In response to your first point:
If you have two processors, and the operating system has been designed to efficiently use multiple processors (I use the word 'efficiently' because if SMP is implemented badly you may as well throw the dual CPU module out the window!), then one CPU can be doing work while another application (which hasn't been designed to multi-thread) uses the other.  The application doesn't ask to use CPU0, it fires up a process, and the kernel decides what CPU is going to work on that process.  So while there isn't the advantage to be had of multi-threaded applications being able to use both CPUs at once, the application will still run faster on a dual CPU system.

In response to your second point:
Rubbish.  Where did you get that from?  I'm not even sure where to begin to correct you on this one, if you explain your logic behind this statement, I might be able to correct that :-)

══════

§ Task 1: Reproduce word for word the stretch of the reply about dual processors from "In response to your first" through "dual CPU system.".
§ Task 2:
Answer these questions using the reply about dual processors:
(a) According to the reply, what decides which CPU works on a process an application starts?
(b) What single word opens the response to the second point?
(c) Does the reply say an application not designed to multi-thread will still run faster on a dual CPU system?
§ Task 3: Write the next few sentences of the reply about dual processors, continuing after its final sentence.
The entries that come after this reply about dual processors have no connection to it.

§ Raw data:
══════

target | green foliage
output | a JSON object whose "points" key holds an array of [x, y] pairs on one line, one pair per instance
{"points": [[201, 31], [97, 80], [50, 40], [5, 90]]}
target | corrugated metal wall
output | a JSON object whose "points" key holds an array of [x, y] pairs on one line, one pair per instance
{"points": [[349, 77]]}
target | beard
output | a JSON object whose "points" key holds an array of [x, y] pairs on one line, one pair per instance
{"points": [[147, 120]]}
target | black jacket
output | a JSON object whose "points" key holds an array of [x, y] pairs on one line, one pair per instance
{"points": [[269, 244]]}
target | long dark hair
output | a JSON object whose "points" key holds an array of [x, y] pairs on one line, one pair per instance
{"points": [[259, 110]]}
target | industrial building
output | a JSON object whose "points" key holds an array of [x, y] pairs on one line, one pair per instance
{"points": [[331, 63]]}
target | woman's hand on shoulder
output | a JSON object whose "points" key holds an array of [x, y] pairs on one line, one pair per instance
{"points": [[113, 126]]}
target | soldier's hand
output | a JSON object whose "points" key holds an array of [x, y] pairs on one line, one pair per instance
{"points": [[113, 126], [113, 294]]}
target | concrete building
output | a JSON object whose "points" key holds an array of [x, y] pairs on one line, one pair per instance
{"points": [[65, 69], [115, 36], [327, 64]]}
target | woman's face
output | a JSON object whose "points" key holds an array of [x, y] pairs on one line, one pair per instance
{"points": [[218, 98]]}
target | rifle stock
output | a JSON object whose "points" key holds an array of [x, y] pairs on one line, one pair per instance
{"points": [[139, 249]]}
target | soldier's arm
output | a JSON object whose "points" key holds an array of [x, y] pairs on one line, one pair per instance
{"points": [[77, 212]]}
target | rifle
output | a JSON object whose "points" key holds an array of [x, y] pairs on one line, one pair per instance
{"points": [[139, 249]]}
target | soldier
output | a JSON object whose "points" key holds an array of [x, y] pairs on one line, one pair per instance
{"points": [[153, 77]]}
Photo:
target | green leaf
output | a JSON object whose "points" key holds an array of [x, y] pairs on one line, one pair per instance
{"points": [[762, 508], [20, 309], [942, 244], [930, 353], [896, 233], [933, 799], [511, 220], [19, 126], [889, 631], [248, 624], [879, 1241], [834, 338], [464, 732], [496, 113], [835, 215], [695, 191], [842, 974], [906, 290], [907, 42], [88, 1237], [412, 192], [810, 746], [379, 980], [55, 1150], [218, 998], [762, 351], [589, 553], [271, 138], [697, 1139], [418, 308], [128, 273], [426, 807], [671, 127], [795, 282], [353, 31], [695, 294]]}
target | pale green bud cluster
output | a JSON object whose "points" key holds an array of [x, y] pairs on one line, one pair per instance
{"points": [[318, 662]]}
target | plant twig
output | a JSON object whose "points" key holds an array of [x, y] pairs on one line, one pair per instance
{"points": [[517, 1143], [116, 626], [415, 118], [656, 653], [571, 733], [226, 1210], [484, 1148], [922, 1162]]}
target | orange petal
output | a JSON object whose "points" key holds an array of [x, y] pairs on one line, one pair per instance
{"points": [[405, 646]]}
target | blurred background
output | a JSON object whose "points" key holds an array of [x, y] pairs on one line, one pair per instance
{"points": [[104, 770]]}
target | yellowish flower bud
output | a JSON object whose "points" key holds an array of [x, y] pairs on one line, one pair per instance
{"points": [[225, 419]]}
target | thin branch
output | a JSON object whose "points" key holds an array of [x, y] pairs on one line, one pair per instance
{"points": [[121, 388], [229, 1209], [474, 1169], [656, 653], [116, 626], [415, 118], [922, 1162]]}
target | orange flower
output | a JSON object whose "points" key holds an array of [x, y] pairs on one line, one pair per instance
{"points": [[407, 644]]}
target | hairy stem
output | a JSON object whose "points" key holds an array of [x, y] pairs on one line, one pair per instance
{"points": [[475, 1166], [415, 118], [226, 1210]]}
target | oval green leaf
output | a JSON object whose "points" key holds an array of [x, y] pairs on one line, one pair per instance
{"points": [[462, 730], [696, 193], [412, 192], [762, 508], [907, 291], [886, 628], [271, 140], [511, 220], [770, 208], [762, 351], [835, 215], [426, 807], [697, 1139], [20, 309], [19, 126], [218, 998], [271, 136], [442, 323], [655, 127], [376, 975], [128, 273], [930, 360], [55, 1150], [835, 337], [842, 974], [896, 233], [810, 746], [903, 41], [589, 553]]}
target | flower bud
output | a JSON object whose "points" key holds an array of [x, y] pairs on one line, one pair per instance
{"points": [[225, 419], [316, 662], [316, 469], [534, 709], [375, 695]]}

══════

§ Right answer 1:
In response to your first point:
If you have two processors, and the operating system has been designed to efficiently use multiple processors (I use the word 'efficiently' because if SMP is implemented badly you may as well throw the dual CPU module out the window!), then one CPU can be doing work while another application (which hasn't been designed to multi-thread) uses the other.  The application doesn't ask to use CPU0, it fires up a process, and the kernel decides what CPU is going to work on that process.  So while there isn't the advantage to be had of multi-threaded applications being able to use both CPUs at once, the application will still run faster on a dual CPU system.

§ Right answer 2:
(a) The kernel.
(b) "Rubbish."
(c) Yes.

§ Right answer 3:
If an operating system supports multiple processors, then there is an immediate benefit in running multiple processors.  The benefit is even greater still if programs running on the multiple CPU system are written to be multi-thread'able.  Threads, simply put, are like mini-processes running under the main process.  The kernel can, if it wants to, put 8 threads from a process onto 8 CPUs running in the system, and the work effectively gets done up to 8 times quicker than on an equivalent speed but single CPU system.

Another advantage of running a multiple processor system is that if an application decides to saturate one CPU for ages, you've got a spare :-)  Yes, a process can saturate both CPUs, but anyway :-)

As an on-the side note to multi-CPU newbies: If you have 2x 800MHz CPUs in a system, it doesn't make it a 1600MHz system!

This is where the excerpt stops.